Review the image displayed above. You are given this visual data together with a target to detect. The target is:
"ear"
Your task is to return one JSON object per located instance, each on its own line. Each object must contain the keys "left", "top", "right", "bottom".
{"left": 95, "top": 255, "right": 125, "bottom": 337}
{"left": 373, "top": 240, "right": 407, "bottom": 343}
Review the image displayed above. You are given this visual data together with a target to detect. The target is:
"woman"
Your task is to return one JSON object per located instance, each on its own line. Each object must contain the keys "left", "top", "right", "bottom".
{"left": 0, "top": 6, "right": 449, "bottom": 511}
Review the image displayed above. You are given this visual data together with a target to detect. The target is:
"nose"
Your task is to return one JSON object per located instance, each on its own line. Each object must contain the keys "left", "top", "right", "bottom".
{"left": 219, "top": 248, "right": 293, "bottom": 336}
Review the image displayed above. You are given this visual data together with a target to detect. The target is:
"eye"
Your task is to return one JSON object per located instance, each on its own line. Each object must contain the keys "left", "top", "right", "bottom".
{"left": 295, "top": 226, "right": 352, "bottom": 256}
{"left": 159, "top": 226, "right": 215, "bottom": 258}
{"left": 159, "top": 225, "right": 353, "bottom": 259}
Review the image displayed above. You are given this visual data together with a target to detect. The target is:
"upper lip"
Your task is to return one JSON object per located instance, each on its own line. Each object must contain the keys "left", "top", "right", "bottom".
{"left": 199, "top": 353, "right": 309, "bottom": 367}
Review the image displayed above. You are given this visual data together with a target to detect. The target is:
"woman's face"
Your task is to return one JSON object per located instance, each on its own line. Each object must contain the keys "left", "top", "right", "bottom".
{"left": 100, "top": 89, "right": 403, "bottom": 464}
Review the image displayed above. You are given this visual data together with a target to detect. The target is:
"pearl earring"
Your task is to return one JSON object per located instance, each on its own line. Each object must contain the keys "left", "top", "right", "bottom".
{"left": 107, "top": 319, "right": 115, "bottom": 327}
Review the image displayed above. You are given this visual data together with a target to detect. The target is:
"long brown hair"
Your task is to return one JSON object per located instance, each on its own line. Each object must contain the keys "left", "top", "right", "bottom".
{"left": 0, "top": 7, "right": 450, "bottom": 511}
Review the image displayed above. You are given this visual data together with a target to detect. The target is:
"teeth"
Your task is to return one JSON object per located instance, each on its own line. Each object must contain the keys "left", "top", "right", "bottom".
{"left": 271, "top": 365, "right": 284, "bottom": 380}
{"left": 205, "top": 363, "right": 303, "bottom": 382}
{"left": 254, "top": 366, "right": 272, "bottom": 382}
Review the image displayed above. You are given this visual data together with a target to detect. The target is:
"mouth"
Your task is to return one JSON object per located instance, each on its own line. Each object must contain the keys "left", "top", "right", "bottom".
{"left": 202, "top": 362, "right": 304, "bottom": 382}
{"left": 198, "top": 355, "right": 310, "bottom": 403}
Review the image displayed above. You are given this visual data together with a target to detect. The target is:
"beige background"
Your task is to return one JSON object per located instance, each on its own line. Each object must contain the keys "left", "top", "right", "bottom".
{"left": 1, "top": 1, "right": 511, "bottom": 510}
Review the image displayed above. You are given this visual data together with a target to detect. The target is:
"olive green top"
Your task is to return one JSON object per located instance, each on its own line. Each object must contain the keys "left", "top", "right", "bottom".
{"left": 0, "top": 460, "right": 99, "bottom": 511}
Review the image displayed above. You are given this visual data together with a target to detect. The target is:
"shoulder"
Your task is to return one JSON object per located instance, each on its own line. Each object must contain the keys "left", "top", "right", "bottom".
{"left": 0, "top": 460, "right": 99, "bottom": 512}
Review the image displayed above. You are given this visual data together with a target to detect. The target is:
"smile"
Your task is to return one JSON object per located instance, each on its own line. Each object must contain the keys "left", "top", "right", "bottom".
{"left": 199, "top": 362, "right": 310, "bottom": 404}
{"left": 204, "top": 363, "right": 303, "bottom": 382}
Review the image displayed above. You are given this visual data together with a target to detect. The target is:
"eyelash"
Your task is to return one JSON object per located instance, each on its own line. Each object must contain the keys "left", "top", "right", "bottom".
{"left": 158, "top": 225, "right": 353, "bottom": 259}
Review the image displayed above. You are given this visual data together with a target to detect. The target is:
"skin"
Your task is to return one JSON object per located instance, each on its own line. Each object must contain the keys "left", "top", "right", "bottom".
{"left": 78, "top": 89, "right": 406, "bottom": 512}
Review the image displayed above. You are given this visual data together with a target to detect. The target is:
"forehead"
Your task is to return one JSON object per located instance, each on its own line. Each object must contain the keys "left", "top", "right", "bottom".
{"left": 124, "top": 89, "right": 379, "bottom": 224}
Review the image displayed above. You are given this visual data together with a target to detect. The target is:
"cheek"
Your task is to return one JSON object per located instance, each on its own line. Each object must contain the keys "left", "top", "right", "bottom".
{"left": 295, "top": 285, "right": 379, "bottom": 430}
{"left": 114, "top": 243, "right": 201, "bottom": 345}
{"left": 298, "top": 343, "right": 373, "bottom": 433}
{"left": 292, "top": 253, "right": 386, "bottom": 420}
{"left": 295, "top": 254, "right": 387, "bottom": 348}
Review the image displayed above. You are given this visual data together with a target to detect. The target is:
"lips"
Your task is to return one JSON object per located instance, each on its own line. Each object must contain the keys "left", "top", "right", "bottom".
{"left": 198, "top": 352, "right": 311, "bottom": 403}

#####

• [EXERCISE DIRECTIONS]
In your response, give all the records again with nothing altered.

• [EXPECTED ANSWER]
Review the image displayed above. You are given this visual data together with a target to detect. The target is:
"ear"
Your task is to return one JSON object per located instance, each on its own line. Each object must contain the keys "left", "top", "right", "bottom".
{"left": 95, "top": 255, "right": 125, "bottom": 337}
{"left": 373, "top": 240, "right": 407, "bottom": 343}
Review the image displayed above. You are given this visual data together with a target to detect. The target is:
"woman"
Your task is to return one JSON object per located instance, each on its own line. Each object must contain the keys "left", "top", "right", "bottom".
{"left": 0, "top": 6, "right": 449, "bottom": 511}
Review the image displayed above. You are given this visual data together with a target to detect. The target is:
"nose"
Your task is to return one JSON object per located instance, each on its own line. Each object must contain the keys "left", "top", "right", "bottom".
{"left": 219, "top": 248, "right": 293, "bottom": 336}
Review the image displayed above. You are given this visual data together with a target to detect. The target is:
"eye"
Your task is to return one JSON object per located instance, each on its own line. Each object must contain the keys "left", "top", "right", "bottom".
{"left": 295, "top": 226, "right": 352, "bottom": 256}
{"left": 159, "top": 226, "right": 215, "bottom": 258}
{"left": 159, "top": 225, "right": 353, "bottom": 259}
Review the image displayed above. You are given this visual data together with a target to detect. The target is:
"upper lip"
Your task is to return one JSON object per located instance, each on its own line. Each object must contain the keys "left", "top", "right", "bottom".
{"left": 199, "top": 353, "right": 309, "bottom": 367}
Review the image displayed above. You are given this visual data together with a target to detect. The target is:
"woman's face"
Your task is to return one JSON object per located instance, each on its own line. Each object must contain the keys "left", "top", "right", "bottom".
{"left": 100, "top": 89, "right": 403, "bottom": 464}
Review the image displayed above. You are given this visual data together with a target to detect. The target is:
"pearl earring"
Your task is to return one JSON object per located instance, each on its own line. Each object must contain the keys "left", "top", "right", "bottom".
{"left": 107, "top": 319, "right": 115, "bottom": 327}
Review the image displayed above. You are given this visual data together with a target to detect. The target is:
"long brown hair"
Your task is to return one JSON object per located instance, each on its own line. Each object must contain the keys "left", "top", "right", "bottom".
{"left": 0, "top": 7, "right": 450, "bottom": 511}
Review the image displayed above. You are given this visual data together with a target to detect. The target is:
"teeth"
Your task is to return one JSON object per located instance, each on its own line. Each object must contain the keys "left", "top", "right", "bottom".
{"left": 271, "top": 365, "right": 284, "bottom": 380}
{"left": 205, "top": 363, "right": 303, "bottom": 382}
{"left": 254, "top": 366, "right": 272, "bottom": 382}
Review the image displayed above. You are given this visual data together with a target to detect. The target is:
"mouth"
Your task is to return one JSON object per located instance, each on its own line. Each object must contain the keys "left", "top", "right", "bottom".
{"left": 202, "top": 362, "right": 304, "bottom": 382}
{"left": 198, "top": 355, "right": 310, "bottom": 403}
Review the image displayed above. You are given this visual data together with a target to detect. The target is:
"beige background"
Your task is to return one JSON object per located instance, each on its own line. Each object must contain the keys "left", "top", "right", "bottom".
{"left": 1, "top": 1, "right": 511, "bottom": 510}
Review the image displayed above. You are given this visual data together with a target to detect. The target is:
"olive green top"
Your task is to return one JSON object per located instance, each on its own line. Each object must contain the keys "left", "top", "right", "bottom".
{"left": 0, "top": 460, "right": 99, "bottom": 511}
Review the image displayed above. You are given this visual data together with a target to detect. The target is:
"shoulder"
Your task is to return one JSON object per located instance, each on its own line. Each object must contain the keys "left", "top", "right", "bottom".
{"left": 0, "top": 460, "right": 99, "bottom": 512}
Review the image displayed above. You are given this visual data together with a target to detect. The target is:
"smile"
Your task is to return one JSON object per located instance, each on its own line. Each object must contain the keys "left", "top", "right", "bottom".
{"left": 199, "top": 362, "right": 310, "bottom": 404}
{"left": 204, "top": 363, "right": 303, "bottom": 382}
Review the image displayed above. You are given this visual data together with a target to detect. The target is:
"eyelash"
Your task is to return one JSON object per located instance, each on its own line. Each object must contain the keys "left", "top", "right", "bottom".
{"left": 158, "top": 225, "right": 353, "bottom": 259}
Review the image displayed above. You are given this visual data together with a target to detect. The target is:
"skin"
Your task is to return one JSON object per located instance, each on its own line. Each object must contain the keys "left", "top", "right", "bottom".
{"left": 78, "top": 89, "right": 406, "bottom": 512}
Review the image displayed above. You are given this visual data together with a target to detect. The target is:
"forehead"
Your task is to return one JSON object per located instance, each on its own line. Each object must contain the keys "left", "top", "right", "bottom".
{"left": 124, "top": 89, "right": 379, "bottom": 224}
Review the image displayed above. You are given this visual data together with a target to detect. The target is:
"cheek"
Your task is to return one JSON object per located instance, each on its own line. Each object must contain the keys "left", "top", "right", "bottom".
{"left": 295, "top": 285, "right": 379, "bottom": 430}
{"left": 114, "top": 243, "right": 201, "bottom": 345}
{"left": 298, "top": 343, "right": 373, "bottom": 433}
{"left": 292, "top": 253, "right": 386, "bottom": 420}
{"left": 295, "top": 254, "right": 387, "bottom": 348}
Review the image displayed above. You are given this visual data together with a target to detect. The target is:
"lips"
Your task is to return one JSON object per located instance, each on its own line. Each object must contain the keys "left", "top", "right", "bottom".
{"left": 198, "top": 352, "right": 311, "bottom": 403}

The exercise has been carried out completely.